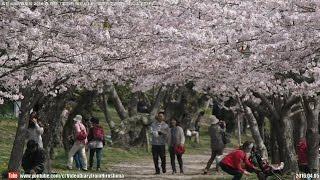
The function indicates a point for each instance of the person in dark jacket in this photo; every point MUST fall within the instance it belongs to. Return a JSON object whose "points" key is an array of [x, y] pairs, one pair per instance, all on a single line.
{"points": [[95, 143], [33, 160], [217, 144]]}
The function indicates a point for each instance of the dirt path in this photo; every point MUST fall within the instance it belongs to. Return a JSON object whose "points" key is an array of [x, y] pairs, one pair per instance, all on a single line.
{"points": [[193, 166]]}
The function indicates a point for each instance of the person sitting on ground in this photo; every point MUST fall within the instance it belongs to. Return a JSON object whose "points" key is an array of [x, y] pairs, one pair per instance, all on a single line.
{"points": [[231, 163], [33, 160]]}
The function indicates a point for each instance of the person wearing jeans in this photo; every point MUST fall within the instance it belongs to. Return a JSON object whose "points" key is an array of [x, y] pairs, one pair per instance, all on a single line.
{"points": [[159, 130], [78, 160], [95, 143], [175, 138], [79, 145]]}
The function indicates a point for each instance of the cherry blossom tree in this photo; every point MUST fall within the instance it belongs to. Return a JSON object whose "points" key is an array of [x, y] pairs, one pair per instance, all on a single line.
{"points": [[239, 48]]}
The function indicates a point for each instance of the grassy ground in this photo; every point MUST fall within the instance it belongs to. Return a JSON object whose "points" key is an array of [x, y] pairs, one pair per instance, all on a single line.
{"points": [[111, 155]]}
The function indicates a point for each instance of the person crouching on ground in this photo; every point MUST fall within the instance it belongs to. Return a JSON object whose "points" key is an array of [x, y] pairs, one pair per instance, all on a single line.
{"points": [[175, 138], [231, 163], [159, 130], [79, 144], [33, 160], [96, 142]]}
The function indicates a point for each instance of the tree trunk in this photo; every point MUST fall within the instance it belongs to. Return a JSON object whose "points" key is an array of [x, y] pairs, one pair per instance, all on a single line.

Description of the task:
Copy each line in full and exactly, omitting any picture.

Task result:
The function indicates a point for each instance of the person in dark jacket in this photo; every point MUST fall within the instance it belongs to. Return a JSON object whose "points" key is an array of [x, y] pairs, one pair per instance, all on a single line.
{"points": [[95, 143], [33, 160], [217, 144]]}
The function indicates a point for each instance of the dirt path in this photo; every point MUST fall within the instance it belongs to. Return a JSON object whose "points" key is an array of [x, y] pairs, one pair per instance, all on a single line.
{"points": [[193, 166]]}
The function indicates a point for each instance of the person sitting on ground in this photo; every point MUST fall within the instance it belongs to. Return a JSON object whose "points" key is an array of [x, y] pairs, one pair per instance, all on a single line.
{"points": [[231, 163], [33, 160]]}
The function indicates a point for each instance of the person wearing jeans in this photo; every point MUST fall within the instance it belongs to. Return a JSON object whose "points" key is an array of [x, y] pairs, one pair per instance, all on a single line.
{"points": [[159, 130], [78, 160], [95, 143], [175, 138], [79, 145]]}
The function indicates a point for each instance of the cherry blossom tree in this photo; every point MUST fall within the instance it belongs to. Return a JSON object whose "points" key is an array of [x, y] pairs, one pair per instance, all on a single line.
{"points": [[239, 48]]}
The function indicates a point for each instance of the grassy ground in this photo; every point MUST fall within the instance it belongs to. Return a JSON object whose "points" key is an array of [x, y] pairs, one pair per instance, all on a single line.
{"points": [[111, 155]]}
The function indicates a point for each instance of the person crouching on ground in this photo; every point MUST fall within the instance it belongs to. Return a JSON object whose "points" key is an array of [x, y] pairs, one pair per instance, all on a single line.
{"points": [[175, 138], [231, 163], [159, 130], [79, 144], [33, 160], [96, 142]]}
The function indicates a point for each instance of the tree trunk in this photo; every point MUST fall within the instance it belongs to. Return a JSON object whose "points" key is an array of [x, y] pairs, one pair per instance, all on a single line.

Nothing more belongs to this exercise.